DOCUMENT SECTION
<<<<

EX-3.210 199 dex3210.htm BYLAWS OF SCA-SHELBY DEVELOPMENT CORP. Bylaws of SCA-Shelby Development Corp.

Exhibit 3.210

BYLAWS

ARTICLE I.

MEETINGS OF SHAREHOLDERS

1. Annual Meeting. The annual meeting of the shareholders shall be held at such date, time and place, either within or without the State of Tennessee, as may be designated from time to time by the board of directors.

2. Special Meetings. Special meetings of the shareholders may be called by the president, a majority of the board of directors, or by the holders of not less than one-tenth ( 1/10) of all the shares entitled to vote on any issue proposed to be considered at such a meeting. The board of directors shall designate the place of a special meeting.

3. Notice of Shareholder Meetings. Written or printed notice stating the place, date, and time of the meeting, and, in the case of a special meeting, the purpose or purposes for which the special meeting is called and the person or persons calling the special meeting, shall be delivered either personally or by mail by or at the direction of the president, the secretary, or the officer or person calling the meeting to each shareholder entitled to vote at the meeting. If mailed, the notice shall be delivered not less than ten (10) days nor more than two (2) months before the date of the meeting, and the notice shall be deemed to be delivered when deposited in the United States mail, postage prepaid, addressed to the shareholder at his address as it appears on the stock transfer books of the Corporation. If delivered personally, the notice shall be delivered not less than ten (10) days nor more than two (2) months before the date of the meeting and shall be deemed to be delivered when actually received by the shareholder. The person giving the notice shall certify that the notice required by this paragraph has been given. Any shareholder may waive his right to notice of annual or special meetings of shareholders either before, during, or after any such meeting.

4. Quorum Requirements. A majority of the shares entitled to vote shall constitute a quorum for the transaction of business. A meeting may be adjourned despite the absence of a quorum, and notice of an adjourned meeting is not necessary if the time and place to which the meeting is adjourned are announced at the meeting at which the adjournment is taken. When a quorum is present at any meeting and votes cast in favor of an action exceed votes cast in opposition to such action, then such action shall constitute corporate action and shall decide any question brought before that meeting, unless the question is one upon which, by express provision of the Corporation’s Articles of Incorporation, these By-Laws, or by the laws of the State of Tennessee, a larger or different vote is required, in which case any such express provision shall govern the decision of that question.

5. Voting and Proxies. Every shareholder entitled to vote at a meeting may do so either in person or by written proxy, which proxy shall be filed with the secretary of the meeting before being voted. Any such proxy shall entitle the holders of that proxy to vote at any adjournment of that meeting, but shall not be valid after the final adjournment of that meeting. No proxy shall be valid after the expiration of eleven (11) months from the date of its execution unless the proxy provides otherwise.


ARTICLE II.

>>>>

DATA SHOWN
<<<<

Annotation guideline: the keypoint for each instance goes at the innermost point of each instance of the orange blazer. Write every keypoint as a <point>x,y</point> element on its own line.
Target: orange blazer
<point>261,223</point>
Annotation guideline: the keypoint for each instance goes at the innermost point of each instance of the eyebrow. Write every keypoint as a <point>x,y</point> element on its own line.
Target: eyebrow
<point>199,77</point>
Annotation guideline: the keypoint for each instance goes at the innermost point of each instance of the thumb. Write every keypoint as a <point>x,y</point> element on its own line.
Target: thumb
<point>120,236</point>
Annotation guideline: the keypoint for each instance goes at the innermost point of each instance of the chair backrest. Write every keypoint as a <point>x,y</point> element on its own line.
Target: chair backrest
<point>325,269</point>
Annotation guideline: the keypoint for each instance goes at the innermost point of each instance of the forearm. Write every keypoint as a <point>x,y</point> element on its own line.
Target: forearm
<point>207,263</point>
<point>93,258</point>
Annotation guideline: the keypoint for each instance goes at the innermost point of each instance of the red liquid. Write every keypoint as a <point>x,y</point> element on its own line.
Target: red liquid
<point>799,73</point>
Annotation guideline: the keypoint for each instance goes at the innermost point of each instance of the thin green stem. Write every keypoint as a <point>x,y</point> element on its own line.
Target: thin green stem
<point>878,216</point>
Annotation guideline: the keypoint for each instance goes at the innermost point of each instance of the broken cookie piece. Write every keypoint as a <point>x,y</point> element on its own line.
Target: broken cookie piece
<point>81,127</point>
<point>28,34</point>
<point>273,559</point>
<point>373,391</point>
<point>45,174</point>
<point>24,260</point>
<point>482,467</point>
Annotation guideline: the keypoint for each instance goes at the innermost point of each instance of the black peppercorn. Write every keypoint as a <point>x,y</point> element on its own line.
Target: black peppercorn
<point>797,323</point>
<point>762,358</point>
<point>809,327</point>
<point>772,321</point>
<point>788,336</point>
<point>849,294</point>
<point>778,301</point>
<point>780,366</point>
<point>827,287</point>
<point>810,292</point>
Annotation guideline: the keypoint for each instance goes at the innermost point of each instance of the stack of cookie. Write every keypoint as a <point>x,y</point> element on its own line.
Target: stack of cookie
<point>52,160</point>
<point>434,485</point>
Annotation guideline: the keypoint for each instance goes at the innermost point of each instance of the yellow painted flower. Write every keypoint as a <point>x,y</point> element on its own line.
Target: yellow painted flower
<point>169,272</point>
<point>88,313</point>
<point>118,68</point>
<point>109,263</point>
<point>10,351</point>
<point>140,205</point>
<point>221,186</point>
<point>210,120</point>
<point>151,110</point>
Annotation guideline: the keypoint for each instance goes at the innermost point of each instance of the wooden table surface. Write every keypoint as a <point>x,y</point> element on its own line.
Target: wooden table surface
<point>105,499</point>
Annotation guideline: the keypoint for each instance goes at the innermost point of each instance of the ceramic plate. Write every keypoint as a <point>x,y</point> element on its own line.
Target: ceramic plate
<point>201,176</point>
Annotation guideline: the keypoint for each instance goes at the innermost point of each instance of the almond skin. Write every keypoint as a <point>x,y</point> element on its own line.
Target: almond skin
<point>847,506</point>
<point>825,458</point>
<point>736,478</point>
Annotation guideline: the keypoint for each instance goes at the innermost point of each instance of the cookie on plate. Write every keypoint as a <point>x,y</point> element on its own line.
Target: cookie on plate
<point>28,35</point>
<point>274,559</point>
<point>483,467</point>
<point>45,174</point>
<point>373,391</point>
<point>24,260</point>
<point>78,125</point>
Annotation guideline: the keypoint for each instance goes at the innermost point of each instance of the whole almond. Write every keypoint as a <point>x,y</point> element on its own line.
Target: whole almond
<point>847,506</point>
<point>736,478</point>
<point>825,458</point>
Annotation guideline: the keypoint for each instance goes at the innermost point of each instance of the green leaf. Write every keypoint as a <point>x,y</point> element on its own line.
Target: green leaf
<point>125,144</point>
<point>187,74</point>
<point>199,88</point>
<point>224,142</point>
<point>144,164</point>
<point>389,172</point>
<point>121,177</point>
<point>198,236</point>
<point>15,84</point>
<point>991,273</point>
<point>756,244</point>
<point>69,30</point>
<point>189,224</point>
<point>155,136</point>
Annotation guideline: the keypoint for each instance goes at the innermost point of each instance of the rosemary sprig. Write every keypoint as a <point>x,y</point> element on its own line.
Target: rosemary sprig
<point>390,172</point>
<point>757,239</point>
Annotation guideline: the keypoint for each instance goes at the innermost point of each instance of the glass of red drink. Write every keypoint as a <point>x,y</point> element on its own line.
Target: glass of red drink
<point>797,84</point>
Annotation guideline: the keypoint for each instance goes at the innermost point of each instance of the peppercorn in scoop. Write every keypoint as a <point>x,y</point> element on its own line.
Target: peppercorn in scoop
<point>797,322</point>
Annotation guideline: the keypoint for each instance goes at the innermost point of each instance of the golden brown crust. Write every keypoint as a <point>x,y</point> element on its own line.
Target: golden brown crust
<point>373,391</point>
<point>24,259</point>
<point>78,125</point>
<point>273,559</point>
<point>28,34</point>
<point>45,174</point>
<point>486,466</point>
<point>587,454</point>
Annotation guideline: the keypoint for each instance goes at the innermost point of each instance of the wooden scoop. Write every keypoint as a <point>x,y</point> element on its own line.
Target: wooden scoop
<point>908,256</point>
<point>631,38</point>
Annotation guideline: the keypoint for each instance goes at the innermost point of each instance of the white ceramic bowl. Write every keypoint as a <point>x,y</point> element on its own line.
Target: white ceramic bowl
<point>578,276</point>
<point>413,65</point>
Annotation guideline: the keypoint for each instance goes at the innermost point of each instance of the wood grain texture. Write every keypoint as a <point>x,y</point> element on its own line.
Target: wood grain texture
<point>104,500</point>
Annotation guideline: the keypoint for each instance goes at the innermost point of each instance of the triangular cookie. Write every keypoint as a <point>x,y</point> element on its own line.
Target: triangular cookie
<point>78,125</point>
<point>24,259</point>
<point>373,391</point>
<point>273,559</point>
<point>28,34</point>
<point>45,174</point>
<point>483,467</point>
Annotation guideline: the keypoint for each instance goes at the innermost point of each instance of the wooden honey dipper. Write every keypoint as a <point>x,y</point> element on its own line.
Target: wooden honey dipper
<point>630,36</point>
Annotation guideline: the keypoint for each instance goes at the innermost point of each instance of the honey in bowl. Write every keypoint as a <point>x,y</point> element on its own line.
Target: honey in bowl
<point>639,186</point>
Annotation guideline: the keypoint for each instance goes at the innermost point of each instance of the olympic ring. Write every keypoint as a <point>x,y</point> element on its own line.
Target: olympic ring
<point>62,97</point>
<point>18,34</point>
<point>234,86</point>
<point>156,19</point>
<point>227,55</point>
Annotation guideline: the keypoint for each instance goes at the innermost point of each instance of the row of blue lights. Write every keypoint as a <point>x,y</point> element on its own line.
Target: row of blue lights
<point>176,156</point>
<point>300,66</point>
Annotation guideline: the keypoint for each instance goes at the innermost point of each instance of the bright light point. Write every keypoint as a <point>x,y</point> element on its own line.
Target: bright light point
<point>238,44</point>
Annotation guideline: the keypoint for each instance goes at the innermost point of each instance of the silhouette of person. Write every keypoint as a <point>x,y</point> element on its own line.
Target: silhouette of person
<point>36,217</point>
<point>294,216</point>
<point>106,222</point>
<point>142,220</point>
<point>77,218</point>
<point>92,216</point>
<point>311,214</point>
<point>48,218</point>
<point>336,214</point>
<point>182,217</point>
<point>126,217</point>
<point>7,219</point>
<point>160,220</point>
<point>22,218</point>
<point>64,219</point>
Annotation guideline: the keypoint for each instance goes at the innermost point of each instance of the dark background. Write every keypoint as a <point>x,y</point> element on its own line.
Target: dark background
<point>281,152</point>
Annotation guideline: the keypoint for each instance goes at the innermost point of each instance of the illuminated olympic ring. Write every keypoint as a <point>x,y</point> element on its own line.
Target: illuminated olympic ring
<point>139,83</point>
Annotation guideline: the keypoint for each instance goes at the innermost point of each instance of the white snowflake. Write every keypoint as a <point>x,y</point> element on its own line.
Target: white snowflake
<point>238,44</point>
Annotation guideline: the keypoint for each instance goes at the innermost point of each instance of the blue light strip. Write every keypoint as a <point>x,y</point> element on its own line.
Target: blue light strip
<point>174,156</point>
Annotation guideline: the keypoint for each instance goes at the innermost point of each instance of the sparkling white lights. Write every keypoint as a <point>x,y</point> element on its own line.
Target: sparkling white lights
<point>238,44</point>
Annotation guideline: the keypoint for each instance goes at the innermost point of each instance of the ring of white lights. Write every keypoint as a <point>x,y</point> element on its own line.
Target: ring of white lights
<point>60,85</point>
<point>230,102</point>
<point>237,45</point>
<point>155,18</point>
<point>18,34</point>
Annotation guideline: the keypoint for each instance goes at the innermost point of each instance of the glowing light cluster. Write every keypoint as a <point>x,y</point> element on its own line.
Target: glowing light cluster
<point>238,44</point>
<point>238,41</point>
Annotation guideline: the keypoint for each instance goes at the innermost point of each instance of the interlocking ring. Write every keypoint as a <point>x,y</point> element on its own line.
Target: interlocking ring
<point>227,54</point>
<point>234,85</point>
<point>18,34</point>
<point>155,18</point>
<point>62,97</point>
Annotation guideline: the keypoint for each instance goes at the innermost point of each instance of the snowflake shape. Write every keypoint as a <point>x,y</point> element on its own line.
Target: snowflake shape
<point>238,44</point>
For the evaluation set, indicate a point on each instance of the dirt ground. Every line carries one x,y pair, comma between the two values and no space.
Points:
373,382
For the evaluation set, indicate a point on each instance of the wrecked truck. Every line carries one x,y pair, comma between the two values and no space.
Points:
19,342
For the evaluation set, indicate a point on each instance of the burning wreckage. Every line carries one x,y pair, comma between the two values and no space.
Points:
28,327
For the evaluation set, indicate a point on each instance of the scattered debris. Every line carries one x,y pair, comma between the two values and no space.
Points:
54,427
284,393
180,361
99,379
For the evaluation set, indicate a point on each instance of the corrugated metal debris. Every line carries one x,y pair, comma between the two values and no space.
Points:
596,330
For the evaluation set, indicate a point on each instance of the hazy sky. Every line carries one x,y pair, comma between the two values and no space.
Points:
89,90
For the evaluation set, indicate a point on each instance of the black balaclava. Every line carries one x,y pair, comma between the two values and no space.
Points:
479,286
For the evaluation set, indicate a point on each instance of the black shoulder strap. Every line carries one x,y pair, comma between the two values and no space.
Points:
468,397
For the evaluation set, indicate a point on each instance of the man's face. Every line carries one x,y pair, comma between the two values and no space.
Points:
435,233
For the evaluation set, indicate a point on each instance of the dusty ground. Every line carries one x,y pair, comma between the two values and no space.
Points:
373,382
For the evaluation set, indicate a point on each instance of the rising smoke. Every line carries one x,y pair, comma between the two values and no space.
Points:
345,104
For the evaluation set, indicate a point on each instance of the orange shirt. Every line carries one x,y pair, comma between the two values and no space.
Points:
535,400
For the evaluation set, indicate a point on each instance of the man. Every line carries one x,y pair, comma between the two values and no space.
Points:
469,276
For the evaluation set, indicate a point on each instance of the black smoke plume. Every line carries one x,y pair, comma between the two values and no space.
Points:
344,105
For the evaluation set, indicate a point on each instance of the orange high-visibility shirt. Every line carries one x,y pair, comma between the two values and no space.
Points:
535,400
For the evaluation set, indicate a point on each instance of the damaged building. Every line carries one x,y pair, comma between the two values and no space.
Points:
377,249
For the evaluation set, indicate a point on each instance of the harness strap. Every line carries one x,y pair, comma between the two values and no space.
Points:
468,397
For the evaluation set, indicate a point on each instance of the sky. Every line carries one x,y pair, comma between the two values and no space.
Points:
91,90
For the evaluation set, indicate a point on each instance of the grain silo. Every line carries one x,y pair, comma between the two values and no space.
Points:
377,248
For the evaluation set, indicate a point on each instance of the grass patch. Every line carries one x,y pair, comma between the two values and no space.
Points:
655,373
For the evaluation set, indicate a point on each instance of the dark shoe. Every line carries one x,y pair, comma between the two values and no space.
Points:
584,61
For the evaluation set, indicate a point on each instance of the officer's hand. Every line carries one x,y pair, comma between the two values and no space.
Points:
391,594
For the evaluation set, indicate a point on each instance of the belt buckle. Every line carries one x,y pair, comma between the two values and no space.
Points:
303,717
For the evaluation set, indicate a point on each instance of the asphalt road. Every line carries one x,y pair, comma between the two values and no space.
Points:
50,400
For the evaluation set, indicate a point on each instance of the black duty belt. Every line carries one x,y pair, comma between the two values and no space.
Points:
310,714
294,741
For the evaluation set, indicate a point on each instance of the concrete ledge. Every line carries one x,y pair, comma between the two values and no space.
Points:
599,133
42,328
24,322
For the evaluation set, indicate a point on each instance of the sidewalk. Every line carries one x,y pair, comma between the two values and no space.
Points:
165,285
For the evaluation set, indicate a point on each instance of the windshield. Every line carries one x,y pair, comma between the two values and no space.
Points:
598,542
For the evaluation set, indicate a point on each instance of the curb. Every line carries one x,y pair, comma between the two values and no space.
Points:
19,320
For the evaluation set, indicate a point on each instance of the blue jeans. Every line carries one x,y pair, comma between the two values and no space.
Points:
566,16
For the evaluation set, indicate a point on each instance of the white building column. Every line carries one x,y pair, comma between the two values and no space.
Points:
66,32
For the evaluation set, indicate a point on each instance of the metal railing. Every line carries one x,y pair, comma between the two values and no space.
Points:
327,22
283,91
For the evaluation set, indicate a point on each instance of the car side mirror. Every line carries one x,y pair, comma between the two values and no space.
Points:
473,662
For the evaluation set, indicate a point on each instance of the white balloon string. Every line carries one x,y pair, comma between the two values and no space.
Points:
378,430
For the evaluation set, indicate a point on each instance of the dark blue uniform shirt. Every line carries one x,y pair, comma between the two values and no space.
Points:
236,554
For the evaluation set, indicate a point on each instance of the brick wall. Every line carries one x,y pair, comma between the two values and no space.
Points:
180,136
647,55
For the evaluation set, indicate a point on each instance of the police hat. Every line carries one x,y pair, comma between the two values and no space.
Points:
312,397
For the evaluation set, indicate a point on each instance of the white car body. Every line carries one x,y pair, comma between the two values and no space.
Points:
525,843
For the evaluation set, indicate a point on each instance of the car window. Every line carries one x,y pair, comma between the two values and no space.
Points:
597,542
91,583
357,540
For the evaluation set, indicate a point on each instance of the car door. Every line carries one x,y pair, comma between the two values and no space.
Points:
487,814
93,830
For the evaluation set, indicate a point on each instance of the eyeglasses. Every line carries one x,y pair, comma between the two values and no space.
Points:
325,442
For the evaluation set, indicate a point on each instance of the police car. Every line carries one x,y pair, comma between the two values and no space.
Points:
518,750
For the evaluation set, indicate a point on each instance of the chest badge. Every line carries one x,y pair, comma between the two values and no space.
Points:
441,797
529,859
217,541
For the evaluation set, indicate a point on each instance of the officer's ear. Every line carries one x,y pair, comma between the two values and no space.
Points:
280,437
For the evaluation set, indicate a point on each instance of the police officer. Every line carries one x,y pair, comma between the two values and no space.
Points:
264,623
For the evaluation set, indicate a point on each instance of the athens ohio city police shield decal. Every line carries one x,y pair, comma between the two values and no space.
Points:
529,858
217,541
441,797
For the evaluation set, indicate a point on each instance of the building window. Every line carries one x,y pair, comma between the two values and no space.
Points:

>>>>

WRITTEN TASKS
1) Print the listing again without changes, everything from its first line down to the line containing "<point>878,216</point>", with both of those lines included.
2) Carry on with the bylaws from the point where they stop.

RESULTS OF THE TASKS
1)
Annotation guideline: the keypoint for each instance goes at the innermost point of each instance of the orange blazer. Write every keypoint as a <point>x,y</point> element on its own line.
Target: orange blazer
<point>261,223</point>
Annotation guideline: the keypoint for each instance goes at the innermost point of each instance of the eyebrow. Write every keypoint as a <point>x,y</point> element on its own line.
Target: eyebrow
<point>199,77</point>
Annotation guideline: the keypoint for each instance goes at the innermost point of each instance of the thumb. Write every keypoint as a <point>x,y</point> element on its own line.
Target: thumb
<point>120,236</point>
Annotation guideline: the keypoint for each instance goes at the innermost point of each instance of the chair backrest. Write every keypoint as a <point>x,y</point> element on its own line.
Target: chair backrest
<point>325,269</point>
Annotation guideline: the keypoint for each instance goes at the innermost point of each instance of the forearm. Write every keypoint as a <point>x,y</point> element on its own line.
Target: forearm
<point>207,263</point>
<point>93,258</point>
Annotation guideline: the keypoint for each instance goes at the innermost point of each instance of the red liquid. Write every keypoint as a <point>x,y</point> element on its own line.
Target: red liquid
<point>799,73</point>
Annotation guideline: the keypoint for each instance goes at the innermost point of each instance of the thin green stem. Write every keypoint as a <point>x,y</point> element on its own line.
Target: thin green stem
<point>878,216</point>

2)
BOARD OF DIRECTORS

1. Qualification and Election. Directors need not be shareholders or residents of the State of Tennessee but must be of legal age. A plurality of the votes cast at an annual meeting of the shareholders (or a special meeting called for such purpose) entitled to vote shall elect the directors. Each director shall hold office until the expiration of the term for which he is elected and thereafter until his successor has been elected and qualified.

2. Number and Term. The number of directors and the terms for which they shall serve shall be fixed from time to time by the shareholders or by a majority of the entire board of directors.

3. Meetings. The annual meeting of the board of directors shall be held immediately after the adjournment of the annual meeting of the shareholders, at which time the board of directors shall elect the officers of the Corporation. The board of directors also may designate more frequent intervals for regular meetings. Special meetings may be called at any time by the chairman of the board, the president, or a majority of the directors.

4. Notice of Directors’ Meetings. The annual and all regular board meetings may be held without notice. Special meetings shall be held upon notice sent by any usual means of communication not less than two (2) days before the special meeting. A director may waive the right to receive notice before, during, or after a meeting.

5. Quorum and Vote. The presence of a majority of the directors shall constitute a quorum for the transaction of business. A meeting may be adjourned despite the absence of a quorum, and notice of an adjourned meeting is not necessary if the time and place to which the meeting is adjourned are fixed at the meeting at which the adjournment is taken, and if the period of adjournment does not exceed one month in any one adjournment. The vote of a majority of the directors present at a meeting at which a quorum is present shall be the act of the board of directors, unless the vote of a greater number is required by the Articles of Incorporation, these By-Laws, or the laws of the State of Tennessee.

6. Executive and Other Committees. The board of directors, by a resolution adopted by a majority of its members, may designate committees, consisting of one or more persons who may or may not be directors, and may delegate to any such committee or committees any and all authority that the board of directors deems desirable, including the right to delegate to an executive committee the power to exercise all the authority of the board of directors (including an Executive Committee), in the management of the affairs and property of the Corporation. All members of committees that exercise powers of the board of directors must be members of the board of directors.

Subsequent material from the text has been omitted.